━━━━━ Fragmento para revisar ━━━━━
En ese instante la representante de IU por Valencia iniciaba un discurso violento contra mis palabras. Era la posición de los izquierdosos que, por tomar aire, eran capaces de vender, como siempre habían hecho, a su padre y a su madre.

Cuando terminó Isaura y le pregunté el porqué de aquel discurso tan violento, contestó:

—Es lo que me han escrito.

Alguien nos había revelado afirmaciones realizadas por los líderes del PAR y de IU; la consigna era: a nosotros «ni agua». Como dice el corrido mexicano: «Arrieros somos y en el camino andamos».

Muy pronto se iba a descubrir el pastel de la estafa y si ese año íbamos a conseguir unos buenos presupuestos era por la amistad con Fernández Marugán y con Jesús Membrado, del PSOE aragonés, que apoyaron, tras largas negociaciones, nuestros planteamientos.

Un día don Marcelino Iglesias afirmó que hacía falta mucho valor para votar no al Estatuto. Quiero decirle a él y a todos los que votaron sí que a esas horas de la película lo que hacía falta era mucha mansedumbre para votar sí por aquel texto inútil, que para nada iba a mejorar —ya se ha demostrado— la situación del épico país del Beduino y sus paisanos.

La Ley de la Memoria Histórica

Otro proyecto que iba a levantar ampollas entre los miembros del PP y sus roucos y varelas de griterío callejero fue el de Ley de la Memoria Histórica, que intentaba restituir en su sitio a los que perdieron la guerra, a los que sufrieron persecuciones franquistas y a todos aquellos que en las cunetas de las carreteras españolas fueron asesinados por falangistas y requetés.
━━━━━
_Tarea:_
Pasa al inglés la siguiente oración del fragmento para revisar: «Alguien nos había revelado afirmaciones realizadas por los líderes del PAR y de IU; la consigna era: a nosotros «ni agua».» Las entradas no tienen ningún papel en esto.
━━━━━ Material proporcionado ━━━━━
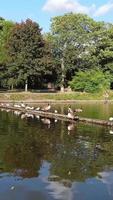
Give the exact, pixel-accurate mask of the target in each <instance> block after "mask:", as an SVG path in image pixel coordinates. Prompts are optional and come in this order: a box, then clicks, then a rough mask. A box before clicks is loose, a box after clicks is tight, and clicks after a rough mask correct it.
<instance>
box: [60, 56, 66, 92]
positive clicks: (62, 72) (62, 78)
mask: <svg viewBox="0 0 113 200" xmlns="http://www.w3.org/2000/svg"><path fill="white" fill-rule="evenodd" d="M61 70H62V80H61V88H60V91H61V92H64V77H65V75H64V59H63V58H62V59H61Z"/></svg>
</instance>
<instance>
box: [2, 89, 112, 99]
mask: <svg viewBox="0 0 113 200" xmlns="http://www.w3.org/2000/svg"><path fill="white" fill-rule="evenodd" d="M42 100H43V101H44V100H104V96H103V93H97V94H89V93H81V92H65V93H60V92H59V93H32V92H27V93H25V92H15V93H8V92H3V93H0V101H1V102H2V101H29V102H32V101H42ZM108 100H113V92H112V91H110V92H109V98H108Z"/></svg>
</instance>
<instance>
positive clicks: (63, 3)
mask: <svg viewBox="0 0 113 200" xmlns="http://www.w3.org/2000/svg"><path fill="white" fill-rule="evenodd" d="M94 8H95V5H92V6H91V7H87V6H84V5H81V4H80V3H79V2H78V1H74V0H47V2H46V3H45V5H44V6H43V10H44V11H53V12H55V11H62V12H64V11H65V12H77V13H87V14H89V13H90V11H92V10H93V9H94Z"/></svg>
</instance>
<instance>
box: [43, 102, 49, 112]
mask: <svg viewBox="0 0 113 200" xmlns="http://www.w3.org/2000/svg"><path fill="white" fill-rule="evenodd" d="M50 109H51V105H50V104H49V103H48V105H47V106H45V107H43V108H42V109H41V110H42V111H49V110H50Z"/></svg>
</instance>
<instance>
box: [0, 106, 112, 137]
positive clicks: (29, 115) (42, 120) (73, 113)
mask: <svg viewBox="0 0 113 200" xmlns="http://www.w3.org/2000/svg"><path fill="white" fill-rule="evenodd" d="M0 107H1V108H5V110H6V111H7V112H9V111H10V107H14V108H15V110H14V114H15V115H17V116H19V115H20V116H21V119H24V118H34V114H31V113H29V112H28V111H30V110H32V111H43V112H48V111H50V110H51V105H50V104H49V103H48V104H47V105H45V106H43V107H42V108H41V107H36V108H35V107H33V106H29V105H27V104H24V103H20V104H10V103H0ZM16 108H20V109H21V108H23V109H24V112H22V111H21V110H16ZM25 110H26V112H25ZM82 111H83V110H82V109H80V108H78V109H74V110H73V109H72V108H71V106H69V107H68V113H67V116H68V118H69V119H72V120H74V119H75V117H76V119H79V117H78V116H77V113H79V112H82ZM54 113H58V111H57V110H54ZM35 117H36V118H37V119H39V118H40V116H39V115H38V112H37V115H35ZM41 121H42V122H43V124H47V125H48V128H49V127H50V124H51V120H50V119H48V118H41ZM57 121H58V120H57V119H55V120H54V122H55V123H56V122H57ZM109 121H110V122H113V117H110V118H109ZM73 129H74V124H73V123H70V124H69V125H68V132H70V131H71V130H73ZM109 133H110V134H113V130H110V131H109Z"/></svg>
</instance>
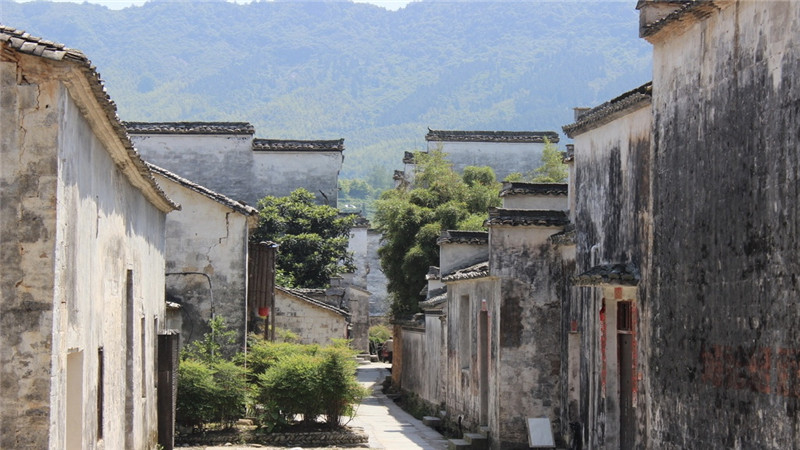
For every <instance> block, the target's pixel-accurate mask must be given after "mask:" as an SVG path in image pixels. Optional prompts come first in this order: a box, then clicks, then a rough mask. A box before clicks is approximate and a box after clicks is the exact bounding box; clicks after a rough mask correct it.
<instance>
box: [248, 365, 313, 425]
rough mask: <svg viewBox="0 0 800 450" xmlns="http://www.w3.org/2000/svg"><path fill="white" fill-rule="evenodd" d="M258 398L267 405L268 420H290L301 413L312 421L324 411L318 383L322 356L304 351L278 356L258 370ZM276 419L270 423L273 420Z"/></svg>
━━━━━
_Ejercicio resuelto:_
Someone had revealed to us statements made by the leaders of the PAR and IU; the order was: for us, "not even water."